→ PAGE EXTRACT:

-- Opening Marker --

We recognize that we all share in patterns of systemic racism. Our intent is not to ignore this racism but to open it up for public debate. To leave woman suffragists out of the story because they inherited, benefitted from, and often promoted an entrenched system of white supremacy would be to ignore the complex and pervasive intertwining of gender, race, and class–past and present.  

We work to understand our past so that we can help to create a world of justice and respect for all people in the present and future. 

The History of the National Collaborative for Women’s History Sites

The National Collaborative for Women’s History Sites (NCWHS) was created in October 2001 by representatives of more than twenty historical sites linked to American women and some twenty others from organizations devoted to preserving women’s history. “America’s story makes no sense with half of its participants missing,” argues Dr. Heather Huyck, a historian with the National Park Service (NPS) and a member of the founding steering committee. “Leaving women out of the story is as serious a distortion of our history as trying to tell the history of the Civil War without talking about black history.”

The launch resulted from more than two years of meetings and monthly conference calls among historians, preservationists and interested citizens, and participants from both the independent not-for-profit sector and the National Park Service.

Initially funded by a grant from the Northeast Region al Office of the NPS, the new collaborative pledges to support and promote “the preservation and interpretation of sites and locales that bear witness to women’s participation in American life (and to make) women’s contributions to history visible so that all women’s experience and potential are fully valued.”

Beth Newburger, director of communications for the National Trust for Historic Preservation and former executive director of the bi-partisan Congressional Women’s Progress Commemorative Commission, applauded the new collaborative. “The collaborative can pull together to share resources, experiences and technical information to further common goals. And they can do so without competing for the little grant money available for historical initiatives.”

-- Closing Marker --

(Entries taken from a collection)
-- Opening Marker --

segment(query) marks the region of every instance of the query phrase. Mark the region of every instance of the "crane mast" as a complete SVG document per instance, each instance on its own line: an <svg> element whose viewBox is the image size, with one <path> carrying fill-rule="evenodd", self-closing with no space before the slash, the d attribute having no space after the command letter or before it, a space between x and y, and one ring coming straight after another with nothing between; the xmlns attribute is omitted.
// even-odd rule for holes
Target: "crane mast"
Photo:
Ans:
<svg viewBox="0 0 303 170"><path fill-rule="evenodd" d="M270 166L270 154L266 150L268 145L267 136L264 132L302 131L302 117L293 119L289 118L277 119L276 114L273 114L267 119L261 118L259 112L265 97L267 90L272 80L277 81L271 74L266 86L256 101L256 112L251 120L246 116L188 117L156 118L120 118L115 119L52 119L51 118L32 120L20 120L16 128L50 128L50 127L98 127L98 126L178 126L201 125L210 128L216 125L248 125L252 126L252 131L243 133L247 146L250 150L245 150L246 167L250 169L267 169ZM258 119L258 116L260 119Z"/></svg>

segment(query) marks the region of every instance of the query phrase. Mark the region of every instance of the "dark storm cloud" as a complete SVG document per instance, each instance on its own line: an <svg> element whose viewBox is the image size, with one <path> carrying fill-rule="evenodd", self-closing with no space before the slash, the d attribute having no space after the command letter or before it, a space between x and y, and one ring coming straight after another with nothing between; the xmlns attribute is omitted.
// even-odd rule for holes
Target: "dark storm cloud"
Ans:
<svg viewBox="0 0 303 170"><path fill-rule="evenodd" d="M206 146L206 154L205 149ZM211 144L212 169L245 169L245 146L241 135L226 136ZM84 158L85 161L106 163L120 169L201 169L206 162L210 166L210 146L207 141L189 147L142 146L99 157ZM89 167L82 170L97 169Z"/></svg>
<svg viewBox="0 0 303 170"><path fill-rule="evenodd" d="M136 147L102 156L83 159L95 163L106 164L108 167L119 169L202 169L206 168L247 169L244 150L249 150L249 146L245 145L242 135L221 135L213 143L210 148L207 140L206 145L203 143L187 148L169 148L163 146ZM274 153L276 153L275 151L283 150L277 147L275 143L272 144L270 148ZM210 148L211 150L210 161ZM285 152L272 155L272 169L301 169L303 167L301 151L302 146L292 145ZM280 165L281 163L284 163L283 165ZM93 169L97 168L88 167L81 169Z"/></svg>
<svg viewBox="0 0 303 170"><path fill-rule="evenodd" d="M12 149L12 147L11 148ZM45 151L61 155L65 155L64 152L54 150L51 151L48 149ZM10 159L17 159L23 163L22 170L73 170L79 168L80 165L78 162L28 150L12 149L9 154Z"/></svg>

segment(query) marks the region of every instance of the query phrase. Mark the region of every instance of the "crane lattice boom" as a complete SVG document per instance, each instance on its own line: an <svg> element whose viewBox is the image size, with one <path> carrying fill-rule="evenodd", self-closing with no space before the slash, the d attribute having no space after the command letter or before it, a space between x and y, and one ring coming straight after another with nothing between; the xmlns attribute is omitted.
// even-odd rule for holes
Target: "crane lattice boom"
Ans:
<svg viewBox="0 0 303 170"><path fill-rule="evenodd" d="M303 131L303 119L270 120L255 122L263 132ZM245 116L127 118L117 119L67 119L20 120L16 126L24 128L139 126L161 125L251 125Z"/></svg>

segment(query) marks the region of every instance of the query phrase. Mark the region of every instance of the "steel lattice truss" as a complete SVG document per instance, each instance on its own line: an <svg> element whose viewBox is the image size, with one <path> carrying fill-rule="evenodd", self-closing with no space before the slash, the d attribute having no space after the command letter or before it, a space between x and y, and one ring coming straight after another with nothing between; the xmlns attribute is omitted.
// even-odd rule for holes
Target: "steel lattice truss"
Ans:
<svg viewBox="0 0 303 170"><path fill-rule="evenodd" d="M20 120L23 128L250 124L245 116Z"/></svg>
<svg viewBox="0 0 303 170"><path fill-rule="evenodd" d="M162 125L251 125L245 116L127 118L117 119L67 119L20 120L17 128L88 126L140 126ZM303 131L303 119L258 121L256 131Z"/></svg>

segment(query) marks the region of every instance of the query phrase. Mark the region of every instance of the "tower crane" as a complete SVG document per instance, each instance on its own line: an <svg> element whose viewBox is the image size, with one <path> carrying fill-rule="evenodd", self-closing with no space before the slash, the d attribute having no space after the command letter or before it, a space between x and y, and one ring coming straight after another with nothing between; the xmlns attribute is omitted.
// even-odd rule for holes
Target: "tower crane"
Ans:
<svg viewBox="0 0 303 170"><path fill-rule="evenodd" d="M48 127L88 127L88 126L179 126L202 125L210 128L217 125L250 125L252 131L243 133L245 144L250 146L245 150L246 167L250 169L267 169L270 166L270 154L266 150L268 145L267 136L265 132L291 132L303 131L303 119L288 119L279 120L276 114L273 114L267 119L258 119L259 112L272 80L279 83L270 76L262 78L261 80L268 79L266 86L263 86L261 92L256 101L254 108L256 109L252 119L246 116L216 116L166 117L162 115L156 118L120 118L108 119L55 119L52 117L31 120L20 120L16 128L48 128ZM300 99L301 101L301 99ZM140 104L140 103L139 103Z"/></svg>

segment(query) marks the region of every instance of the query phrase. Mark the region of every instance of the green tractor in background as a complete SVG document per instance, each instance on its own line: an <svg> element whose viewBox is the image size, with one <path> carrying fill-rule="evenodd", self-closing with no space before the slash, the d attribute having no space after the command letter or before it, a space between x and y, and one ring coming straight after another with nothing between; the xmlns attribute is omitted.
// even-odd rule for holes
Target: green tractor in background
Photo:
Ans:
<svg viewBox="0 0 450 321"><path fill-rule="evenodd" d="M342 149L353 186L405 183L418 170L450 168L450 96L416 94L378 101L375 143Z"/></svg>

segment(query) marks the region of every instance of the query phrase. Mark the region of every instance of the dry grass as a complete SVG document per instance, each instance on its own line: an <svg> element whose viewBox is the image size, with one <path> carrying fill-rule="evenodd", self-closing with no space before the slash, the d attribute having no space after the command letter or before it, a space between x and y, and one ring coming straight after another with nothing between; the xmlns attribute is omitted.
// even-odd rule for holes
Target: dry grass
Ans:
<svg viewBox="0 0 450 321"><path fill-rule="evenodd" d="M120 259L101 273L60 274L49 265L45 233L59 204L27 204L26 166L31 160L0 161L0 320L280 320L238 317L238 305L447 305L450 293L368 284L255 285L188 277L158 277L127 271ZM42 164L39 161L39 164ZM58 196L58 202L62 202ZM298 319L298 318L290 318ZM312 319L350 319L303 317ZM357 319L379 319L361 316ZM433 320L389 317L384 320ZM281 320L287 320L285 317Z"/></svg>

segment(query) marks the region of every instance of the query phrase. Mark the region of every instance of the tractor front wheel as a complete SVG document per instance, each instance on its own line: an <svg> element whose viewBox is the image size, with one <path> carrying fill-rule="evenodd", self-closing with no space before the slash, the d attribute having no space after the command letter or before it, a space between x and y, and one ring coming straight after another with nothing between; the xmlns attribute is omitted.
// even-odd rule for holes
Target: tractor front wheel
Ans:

-- Closing Marker --

→ EXERCISE SET:
A – According to the page extract, why would it be wrong to leave woman suffragists out of the story?
B – Reproduce the stretch of the page extract from "We recognize that" through "class–past and present.", switching "public debate" to "open discussion".
C – In the page extract, when was the National Collaborative for Women's History Sites created?

→ RESULTS OF THE EXERCISE:
A – Leaving them out would ignore the complex and pervasive intertwining of gender, race, and class, both past and present. The page extract says this holds even though the suffragists inherited, benefitted from, and often promoted an entrenched system of white supremacy.

B –
We recognize that we all share in patterns of systemic racism. Our intent is not to ignore this racism but to open it up for open discussion. To leave woman suffragists out of the story because they inherited, benefitted from, and often promoted an entrenched system of white supremacy would be to ignore the complex and pervasive intertwining of gender, race, and class–past and present.

C – It was created in October 2001.